## Required work
Which lines of the records contain the word "black"? Gather every one and copy each line in full, matching case exactly.

## Dataset
********************
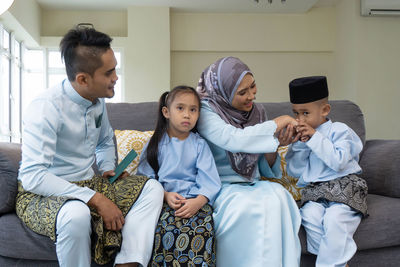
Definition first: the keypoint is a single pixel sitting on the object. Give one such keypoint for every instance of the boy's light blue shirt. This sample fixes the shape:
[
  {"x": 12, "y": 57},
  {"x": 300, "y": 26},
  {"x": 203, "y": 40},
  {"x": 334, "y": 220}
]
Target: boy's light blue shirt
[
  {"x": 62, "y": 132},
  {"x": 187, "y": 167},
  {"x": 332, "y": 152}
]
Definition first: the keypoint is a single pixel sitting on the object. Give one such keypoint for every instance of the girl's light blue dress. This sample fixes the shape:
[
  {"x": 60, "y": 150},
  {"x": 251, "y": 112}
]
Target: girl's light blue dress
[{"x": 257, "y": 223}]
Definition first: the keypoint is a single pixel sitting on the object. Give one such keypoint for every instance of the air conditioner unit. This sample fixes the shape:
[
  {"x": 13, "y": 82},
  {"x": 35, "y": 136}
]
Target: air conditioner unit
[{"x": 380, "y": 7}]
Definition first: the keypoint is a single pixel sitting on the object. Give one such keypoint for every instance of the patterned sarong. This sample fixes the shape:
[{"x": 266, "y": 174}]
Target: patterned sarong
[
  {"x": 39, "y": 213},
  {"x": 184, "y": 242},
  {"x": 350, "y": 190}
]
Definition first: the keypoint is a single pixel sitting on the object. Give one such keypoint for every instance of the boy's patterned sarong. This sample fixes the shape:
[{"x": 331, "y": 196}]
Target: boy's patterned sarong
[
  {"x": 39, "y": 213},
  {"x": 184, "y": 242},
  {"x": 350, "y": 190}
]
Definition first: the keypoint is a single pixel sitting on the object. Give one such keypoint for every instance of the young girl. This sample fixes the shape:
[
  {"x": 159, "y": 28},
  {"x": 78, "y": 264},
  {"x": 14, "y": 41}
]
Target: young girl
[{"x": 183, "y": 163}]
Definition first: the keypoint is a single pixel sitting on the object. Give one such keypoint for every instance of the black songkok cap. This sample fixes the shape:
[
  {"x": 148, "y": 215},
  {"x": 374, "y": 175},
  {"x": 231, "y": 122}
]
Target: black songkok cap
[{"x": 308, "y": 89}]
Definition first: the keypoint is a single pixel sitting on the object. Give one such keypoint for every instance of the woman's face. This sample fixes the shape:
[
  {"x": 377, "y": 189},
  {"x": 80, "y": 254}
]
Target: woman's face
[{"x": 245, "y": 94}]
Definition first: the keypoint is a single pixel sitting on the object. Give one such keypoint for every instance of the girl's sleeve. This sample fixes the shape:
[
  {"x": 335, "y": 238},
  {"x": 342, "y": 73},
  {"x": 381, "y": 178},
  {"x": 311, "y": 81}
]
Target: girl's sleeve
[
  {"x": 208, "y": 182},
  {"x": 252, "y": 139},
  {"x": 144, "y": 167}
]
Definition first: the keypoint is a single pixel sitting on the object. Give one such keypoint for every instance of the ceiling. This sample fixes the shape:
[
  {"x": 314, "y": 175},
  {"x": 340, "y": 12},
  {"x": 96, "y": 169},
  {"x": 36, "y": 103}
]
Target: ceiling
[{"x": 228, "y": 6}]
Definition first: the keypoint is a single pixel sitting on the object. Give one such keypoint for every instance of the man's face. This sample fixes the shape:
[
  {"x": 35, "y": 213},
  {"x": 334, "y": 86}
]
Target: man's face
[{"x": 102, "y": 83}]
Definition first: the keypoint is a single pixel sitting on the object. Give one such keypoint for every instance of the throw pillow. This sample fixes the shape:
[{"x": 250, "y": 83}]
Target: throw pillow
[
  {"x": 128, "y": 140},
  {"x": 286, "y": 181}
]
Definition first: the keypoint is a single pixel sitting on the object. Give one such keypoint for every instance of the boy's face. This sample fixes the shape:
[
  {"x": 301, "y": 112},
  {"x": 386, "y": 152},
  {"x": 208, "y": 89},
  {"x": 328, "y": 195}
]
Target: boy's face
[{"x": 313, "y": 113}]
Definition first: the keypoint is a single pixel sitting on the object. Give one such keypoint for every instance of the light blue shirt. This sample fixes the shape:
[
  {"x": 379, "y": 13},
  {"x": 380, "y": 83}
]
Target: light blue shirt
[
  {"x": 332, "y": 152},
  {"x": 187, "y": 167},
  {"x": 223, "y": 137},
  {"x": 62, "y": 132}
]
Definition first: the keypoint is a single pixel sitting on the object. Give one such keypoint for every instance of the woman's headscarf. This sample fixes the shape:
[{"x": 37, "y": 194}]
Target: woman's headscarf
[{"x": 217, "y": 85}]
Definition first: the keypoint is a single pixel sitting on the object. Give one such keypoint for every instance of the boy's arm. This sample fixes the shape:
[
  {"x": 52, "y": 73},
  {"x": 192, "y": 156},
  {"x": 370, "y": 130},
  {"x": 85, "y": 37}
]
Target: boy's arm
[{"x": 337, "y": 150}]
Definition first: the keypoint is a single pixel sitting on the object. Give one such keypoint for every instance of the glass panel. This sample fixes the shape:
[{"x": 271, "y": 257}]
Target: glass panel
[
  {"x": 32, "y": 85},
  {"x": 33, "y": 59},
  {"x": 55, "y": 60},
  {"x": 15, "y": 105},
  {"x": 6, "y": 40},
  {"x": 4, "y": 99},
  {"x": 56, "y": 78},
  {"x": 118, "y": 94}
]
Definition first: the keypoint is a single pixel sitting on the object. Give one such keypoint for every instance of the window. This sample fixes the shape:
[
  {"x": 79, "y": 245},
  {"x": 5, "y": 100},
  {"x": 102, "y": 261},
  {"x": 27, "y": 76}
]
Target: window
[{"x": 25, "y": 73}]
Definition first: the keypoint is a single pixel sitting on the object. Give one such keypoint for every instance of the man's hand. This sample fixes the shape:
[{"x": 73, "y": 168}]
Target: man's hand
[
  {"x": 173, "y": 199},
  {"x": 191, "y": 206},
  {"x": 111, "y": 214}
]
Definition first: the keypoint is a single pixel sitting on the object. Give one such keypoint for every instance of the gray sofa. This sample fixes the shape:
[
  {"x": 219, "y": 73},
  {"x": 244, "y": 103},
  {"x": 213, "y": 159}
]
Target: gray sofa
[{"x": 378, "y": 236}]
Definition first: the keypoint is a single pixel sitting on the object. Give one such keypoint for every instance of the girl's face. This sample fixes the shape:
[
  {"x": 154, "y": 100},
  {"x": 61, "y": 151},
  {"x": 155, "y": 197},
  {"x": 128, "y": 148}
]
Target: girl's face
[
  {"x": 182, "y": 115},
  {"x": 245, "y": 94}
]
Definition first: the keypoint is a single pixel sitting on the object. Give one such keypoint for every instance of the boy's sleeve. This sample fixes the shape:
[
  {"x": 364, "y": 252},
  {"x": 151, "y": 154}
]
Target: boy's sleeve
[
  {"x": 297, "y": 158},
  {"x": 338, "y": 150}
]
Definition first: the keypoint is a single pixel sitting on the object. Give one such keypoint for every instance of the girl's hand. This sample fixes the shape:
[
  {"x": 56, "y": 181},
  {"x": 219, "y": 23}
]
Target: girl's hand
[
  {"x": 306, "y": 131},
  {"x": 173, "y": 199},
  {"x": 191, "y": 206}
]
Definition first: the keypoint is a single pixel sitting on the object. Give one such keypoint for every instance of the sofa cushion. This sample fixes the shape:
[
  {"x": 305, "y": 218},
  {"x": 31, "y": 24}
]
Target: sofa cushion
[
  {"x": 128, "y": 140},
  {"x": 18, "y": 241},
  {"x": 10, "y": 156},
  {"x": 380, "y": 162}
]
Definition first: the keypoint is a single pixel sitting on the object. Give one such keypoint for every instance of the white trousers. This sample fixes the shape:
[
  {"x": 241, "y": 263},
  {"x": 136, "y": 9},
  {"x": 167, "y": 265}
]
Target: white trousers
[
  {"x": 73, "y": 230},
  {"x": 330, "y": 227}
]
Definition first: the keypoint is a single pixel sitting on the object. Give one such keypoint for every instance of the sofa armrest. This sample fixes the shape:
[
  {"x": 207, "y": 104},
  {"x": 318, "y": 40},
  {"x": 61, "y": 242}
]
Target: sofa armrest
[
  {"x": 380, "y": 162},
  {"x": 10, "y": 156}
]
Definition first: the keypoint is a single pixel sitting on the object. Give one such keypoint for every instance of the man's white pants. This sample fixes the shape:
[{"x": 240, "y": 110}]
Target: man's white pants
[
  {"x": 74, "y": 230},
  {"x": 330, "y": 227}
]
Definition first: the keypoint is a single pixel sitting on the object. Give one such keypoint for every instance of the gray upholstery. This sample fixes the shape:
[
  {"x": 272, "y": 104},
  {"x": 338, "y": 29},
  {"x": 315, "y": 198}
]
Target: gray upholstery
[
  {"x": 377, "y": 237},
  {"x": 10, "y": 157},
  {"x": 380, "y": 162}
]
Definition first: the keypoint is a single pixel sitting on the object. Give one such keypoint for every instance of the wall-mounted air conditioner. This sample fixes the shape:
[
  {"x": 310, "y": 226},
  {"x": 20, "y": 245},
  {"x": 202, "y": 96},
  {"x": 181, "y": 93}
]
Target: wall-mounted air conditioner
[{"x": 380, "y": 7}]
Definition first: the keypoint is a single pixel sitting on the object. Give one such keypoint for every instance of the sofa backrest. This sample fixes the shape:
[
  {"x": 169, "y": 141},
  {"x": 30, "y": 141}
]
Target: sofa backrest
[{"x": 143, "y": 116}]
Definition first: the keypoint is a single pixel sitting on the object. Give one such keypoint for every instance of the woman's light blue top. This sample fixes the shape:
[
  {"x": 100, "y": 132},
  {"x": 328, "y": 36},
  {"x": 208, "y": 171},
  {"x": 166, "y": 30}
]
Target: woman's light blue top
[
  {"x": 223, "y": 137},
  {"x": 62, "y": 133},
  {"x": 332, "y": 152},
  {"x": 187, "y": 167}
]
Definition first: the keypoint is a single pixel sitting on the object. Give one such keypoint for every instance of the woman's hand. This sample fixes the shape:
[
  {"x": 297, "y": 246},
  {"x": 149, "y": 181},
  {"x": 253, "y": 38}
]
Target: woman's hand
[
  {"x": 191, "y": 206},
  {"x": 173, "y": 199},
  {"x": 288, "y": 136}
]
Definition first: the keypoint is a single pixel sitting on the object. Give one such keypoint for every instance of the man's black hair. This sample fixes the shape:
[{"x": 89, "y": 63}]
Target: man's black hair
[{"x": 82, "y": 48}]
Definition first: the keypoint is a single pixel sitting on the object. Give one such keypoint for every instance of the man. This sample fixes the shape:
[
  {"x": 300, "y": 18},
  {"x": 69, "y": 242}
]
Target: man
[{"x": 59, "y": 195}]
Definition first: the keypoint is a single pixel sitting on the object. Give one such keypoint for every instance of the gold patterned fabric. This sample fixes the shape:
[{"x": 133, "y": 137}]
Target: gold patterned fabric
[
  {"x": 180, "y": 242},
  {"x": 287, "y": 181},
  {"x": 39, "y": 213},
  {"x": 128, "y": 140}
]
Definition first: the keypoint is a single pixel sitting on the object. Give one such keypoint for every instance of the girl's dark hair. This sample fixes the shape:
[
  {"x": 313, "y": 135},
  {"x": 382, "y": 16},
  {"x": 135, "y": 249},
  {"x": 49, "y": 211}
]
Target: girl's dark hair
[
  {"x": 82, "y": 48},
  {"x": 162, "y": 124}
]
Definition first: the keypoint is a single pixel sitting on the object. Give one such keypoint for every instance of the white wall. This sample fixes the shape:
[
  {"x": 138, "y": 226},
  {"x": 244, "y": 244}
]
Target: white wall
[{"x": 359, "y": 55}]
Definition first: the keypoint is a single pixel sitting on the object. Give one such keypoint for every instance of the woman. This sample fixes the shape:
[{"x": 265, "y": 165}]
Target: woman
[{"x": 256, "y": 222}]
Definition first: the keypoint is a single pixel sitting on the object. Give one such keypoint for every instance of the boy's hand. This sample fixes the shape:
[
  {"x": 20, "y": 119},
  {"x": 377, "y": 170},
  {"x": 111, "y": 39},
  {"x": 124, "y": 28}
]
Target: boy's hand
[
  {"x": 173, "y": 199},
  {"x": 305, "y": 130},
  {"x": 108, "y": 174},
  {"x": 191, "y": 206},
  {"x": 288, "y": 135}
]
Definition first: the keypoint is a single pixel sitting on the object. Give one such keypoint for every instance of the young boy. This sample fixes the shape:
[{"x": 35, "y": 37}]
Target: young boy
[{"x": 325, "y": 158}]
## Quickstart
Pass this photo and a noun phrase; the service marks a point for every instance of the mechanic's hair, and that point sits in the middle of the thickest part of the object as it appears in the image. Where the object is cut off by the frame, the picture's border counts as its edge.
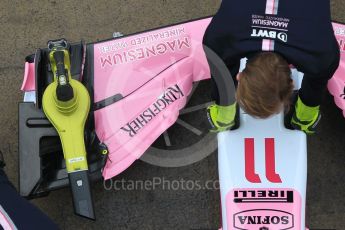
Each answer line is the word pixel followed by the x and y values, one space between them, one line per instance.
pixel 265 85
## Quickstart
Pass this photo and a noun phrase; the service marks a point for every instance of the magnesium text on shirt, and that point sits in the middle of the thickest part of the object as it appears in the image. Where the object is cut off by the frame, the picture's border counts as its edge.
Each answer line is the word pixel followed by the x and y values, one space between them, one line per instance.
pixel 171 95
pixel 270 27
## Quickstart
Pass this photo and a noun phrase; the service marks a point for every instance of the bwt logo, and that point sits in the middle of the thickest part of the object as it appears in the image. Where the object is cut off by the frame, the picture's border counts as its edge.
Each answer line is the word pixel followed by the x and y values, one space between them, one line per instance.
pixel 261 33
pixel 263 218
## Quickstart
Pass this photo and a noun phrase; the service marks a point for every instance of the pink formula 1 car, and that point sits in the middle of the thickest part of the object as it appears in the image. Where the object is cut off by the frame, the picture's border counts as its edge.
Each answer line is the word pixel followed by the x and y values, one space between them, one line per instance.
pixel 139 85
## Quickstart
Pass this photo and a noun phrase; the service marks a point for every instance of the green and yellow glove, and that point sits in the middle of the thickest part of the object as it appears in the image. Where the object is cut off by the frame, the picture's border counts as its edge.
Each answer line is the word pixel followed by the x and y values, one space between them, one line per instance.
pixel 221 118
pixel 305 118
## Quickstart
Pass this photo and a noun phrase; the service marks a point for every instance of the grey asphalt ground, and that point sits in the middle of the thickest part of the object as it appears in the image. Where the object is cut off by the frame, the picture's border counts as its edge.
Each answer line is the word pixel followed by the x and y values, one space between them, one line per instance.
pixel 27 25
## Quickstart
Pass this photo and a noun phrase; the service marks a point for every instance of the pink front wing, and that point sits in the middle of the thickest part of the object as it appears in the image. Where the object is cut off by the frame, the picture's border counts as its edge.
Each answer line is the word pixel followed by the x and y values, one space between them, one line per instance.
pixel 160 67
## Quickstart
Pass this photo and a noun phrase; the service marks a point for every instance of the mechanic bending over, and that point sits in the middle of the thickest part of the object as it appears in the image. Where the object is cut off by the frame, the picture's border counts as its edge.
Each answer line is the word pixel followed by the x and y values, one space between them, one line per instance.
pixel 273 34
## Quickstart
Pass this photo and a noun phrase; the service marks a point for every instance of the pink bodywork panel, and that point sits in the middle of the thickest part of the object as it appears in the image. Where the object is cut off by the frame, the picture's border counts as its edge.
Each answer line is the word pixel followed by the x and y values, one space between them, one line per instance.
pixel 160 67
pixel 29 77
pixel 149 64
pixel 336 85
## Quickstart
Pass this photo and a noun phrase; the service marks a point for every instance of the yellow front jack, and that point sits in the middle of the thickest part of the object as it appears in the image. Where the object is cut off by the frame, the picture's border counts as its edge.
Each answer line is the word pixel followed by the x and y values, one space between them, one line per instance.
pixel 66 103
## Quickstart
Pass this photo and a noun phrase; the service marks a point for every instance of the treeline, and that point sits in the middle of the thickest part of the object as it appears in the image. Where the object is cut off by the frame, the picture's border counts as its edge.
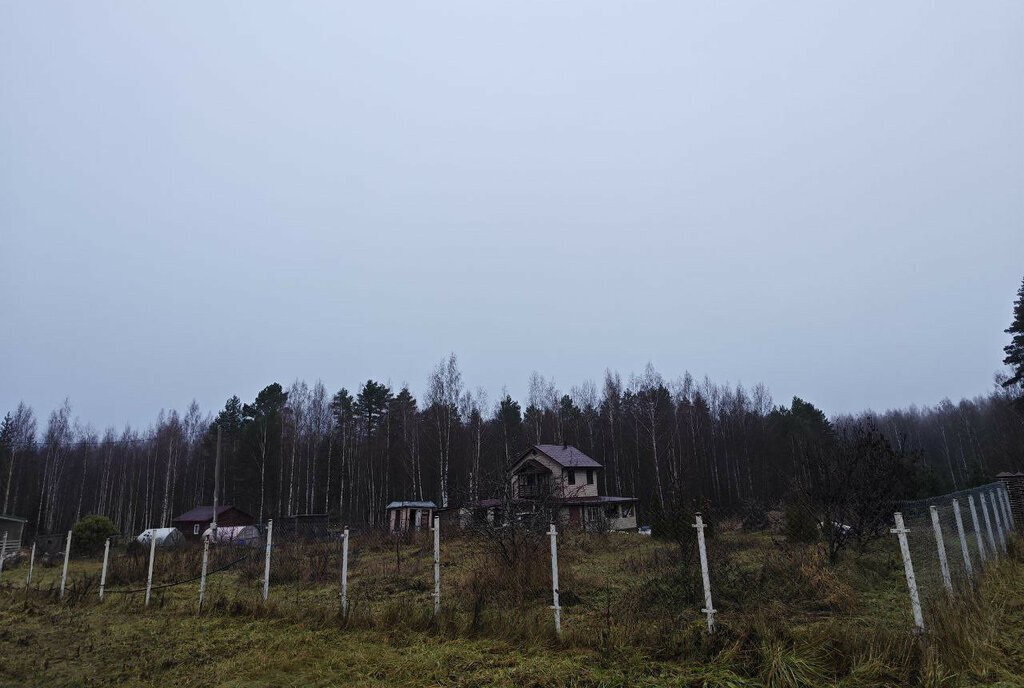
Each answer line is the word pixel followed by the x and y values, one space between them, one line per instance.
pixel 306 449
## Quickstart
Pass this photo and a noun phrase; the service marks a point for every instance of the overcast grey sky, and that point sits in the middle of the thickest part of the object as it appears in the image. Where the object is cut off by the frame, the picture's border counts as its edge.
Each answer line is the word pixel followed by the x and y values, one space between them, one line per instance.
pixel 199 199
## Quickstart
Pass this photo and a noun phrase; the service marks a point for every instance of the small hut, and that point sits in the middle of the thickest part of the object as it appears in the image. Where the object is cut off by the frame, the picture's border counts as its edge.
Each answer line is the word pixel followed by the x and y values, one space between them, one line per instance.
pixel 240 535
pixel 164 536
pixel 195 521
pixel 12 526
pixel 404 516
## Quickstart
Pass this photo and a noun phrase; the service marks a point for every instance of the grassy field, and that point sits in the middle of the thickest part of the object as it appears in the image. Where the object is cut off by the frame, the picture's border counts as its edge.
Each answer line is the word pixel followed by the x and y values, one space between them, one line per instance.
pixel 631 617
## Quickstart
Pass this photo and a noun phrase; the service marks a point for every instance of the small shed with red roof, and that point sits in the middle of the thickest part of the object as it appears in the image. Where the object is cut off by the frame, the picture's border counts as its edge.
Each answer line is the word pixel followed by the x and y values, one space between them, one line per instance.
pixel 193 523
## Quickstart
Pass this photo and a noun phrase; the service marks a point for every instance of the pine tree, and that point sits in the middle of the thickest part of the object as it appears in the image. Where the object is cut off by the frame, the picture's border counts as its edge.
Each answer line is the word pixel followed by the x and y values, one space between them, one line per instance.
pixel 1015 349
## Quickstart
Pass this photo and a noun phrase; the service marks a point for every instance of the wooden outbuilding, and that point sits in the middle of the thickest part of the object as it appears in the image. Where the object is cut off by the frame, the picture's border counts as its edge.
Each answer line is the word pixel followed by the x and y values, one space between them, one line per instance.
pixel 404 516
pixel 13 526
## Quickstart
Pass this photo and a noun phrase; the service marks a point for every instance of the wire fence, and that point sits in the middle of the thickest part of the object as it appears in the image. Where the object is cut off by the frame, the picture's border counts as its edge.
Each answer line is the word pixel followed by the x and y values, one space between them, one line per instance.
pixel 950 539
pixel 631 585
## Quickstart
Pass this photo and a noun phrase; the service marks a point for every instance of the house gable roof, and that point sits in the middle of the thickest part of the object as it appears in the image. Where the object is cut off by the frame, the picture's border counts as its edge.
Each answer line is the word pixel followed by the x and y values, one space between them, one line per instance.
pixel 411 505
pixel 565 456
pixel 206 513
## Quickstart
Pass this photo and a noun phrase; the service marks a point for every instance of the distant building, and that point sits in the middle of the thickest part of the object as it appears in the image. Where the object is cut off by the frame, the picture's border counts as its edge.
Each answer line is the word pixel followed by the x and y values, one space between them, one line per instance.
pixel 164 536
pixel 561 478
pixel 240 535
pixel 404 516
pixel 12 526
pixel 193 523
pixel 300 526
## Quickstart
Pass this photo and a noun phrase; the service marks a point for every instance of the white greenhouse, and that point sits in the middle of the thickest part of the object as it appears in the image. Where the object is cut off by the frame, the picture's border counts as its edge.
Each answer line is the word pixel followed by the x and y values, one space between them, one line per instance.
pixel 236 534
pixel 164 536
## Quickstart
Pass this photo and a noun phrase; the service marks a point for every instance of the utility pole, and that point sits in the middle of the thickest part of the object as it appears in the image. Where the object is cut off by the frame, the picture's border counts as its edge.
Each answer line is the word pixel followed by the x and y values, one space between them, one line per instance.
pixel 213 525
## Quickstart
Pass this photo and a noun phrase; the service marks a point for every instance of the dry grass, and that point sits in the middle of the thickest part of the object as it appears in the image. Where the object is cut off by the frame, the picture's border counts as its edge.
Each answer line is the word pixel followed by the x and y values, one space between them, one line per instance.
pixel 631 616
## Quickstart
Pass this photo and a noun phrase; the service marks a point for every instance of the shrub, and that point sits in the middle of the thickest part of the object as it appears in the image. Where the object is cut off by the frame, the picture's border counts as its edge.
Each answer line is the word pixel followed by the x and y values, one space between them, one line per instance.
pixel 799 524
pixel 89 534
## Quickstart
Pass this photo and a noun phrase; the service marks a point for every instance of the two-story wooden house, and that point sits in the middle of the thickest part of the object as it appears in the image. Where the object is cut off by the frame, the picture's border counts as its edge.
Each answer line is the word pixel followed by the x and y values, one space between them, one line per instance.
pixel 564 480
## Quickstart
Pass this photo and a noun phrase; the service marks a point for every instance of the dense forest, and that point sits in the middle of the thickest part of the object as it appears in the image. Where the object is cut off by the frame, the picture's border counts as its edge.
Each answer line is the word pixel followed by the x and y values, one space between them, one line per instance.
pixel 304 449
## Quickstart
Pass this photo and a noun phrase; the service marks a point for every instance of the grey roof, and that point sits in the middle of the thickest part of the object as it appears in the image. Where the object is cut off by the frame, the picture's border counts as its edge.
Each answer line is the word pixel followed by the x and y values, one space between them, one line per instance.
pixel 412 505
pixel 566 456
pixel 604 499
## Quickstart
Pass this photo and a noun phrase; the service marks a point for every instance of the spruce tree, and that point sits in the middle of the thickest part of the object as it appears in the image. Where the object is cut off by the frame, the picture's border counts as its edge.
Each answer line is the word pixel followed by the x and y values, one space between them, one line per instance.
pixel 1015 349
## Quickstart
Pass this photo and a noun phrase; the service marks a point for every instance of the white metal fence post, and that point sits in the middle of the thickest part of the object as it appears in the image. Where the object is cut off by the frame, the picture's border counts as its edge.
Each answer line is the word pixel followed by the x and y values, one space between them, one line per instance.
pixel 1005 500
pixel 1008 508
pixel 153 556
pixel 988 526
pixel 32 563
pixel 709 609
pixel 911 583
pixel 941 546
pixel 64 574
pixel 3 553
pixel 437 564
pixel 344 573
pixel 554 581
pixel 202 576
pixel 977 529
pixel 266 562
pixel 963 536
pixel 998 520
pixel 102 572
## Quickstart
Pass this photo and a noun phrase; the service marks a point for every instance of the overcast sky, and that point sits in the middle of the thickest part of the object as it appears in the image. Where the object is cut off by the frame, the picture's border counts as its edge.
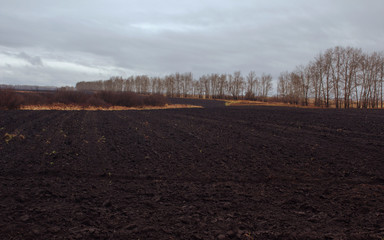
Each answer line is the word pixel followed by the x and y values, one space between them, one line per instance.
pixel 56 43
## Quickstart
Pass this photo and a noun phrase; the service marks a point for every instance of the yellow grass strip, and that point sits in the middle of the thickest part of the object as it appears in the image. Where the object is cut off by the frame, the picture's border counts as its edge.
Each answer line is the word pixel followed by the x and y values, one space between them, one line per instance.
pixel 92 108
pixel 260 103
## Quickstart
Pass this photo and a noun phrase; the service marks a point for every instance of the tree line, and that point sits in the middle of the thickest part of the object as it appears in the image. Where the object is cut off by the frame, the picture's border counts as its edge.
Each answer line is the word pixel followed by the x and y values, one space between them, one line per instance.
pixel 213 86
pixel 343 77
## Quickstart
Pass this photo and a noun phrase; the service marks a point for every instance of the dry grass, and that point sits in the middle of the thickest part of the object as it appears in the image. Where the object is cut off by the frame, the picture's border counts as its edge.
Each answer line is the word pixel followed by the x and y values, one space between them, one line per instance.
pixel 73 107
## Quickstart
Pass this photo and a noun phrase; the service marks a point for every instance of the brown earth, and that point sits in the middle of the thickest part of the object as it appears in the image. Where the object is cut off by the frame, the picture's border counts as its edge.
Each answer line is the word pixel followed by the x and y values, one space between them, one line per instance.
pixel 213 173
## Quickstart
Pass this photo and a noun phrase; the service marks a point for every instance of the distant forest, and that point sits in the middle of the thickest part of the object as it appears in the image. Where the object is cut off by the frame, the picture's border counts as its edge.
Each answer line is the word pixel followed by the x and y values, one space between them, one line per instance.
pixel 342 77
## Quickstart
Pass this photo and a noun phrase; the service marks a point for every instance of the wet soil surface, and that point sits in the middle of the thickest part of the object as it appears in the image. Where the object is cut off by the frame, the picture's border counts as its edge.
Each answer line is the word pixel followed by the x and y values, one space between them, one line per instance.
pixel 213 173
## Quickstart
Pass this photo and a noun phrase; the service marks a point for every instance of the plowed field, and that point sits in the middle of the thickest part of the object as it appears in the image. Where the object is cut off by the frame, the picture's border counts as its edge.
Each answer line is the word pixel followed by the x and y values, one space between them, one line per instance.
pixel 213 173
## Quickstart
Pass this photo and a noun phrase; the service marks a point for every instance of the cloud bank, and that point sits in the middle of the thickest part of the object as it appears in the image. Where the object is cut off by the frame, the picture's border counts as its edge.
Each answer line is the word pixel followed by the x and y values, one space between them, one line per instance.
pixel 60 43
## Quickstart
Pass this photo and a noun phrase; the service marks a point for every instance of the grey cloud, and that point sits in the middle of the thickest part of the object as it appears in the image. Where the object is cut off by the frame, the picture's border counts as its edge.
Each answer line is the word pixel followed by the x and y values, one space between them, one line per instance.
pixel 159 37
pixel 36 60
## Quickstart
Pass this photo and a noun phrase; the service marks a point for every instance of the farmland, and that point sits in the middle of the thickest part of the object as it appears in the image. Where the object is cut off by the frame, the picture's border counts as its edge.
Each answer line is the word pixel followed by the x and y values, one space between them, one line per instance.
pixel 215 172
********************
## Written answer
Definition first: the keypoint is a single pixel sitting on the object. Give one such keypoint for every instance of the black songkok cap. This sample fixes the shape:
Target: black songkok cap
Definition first: the keypoint is a single pixel sitting on the object. Give one such keypoint for every instance of the man's black hair. This sample fixes the shape:
Target: man's black hair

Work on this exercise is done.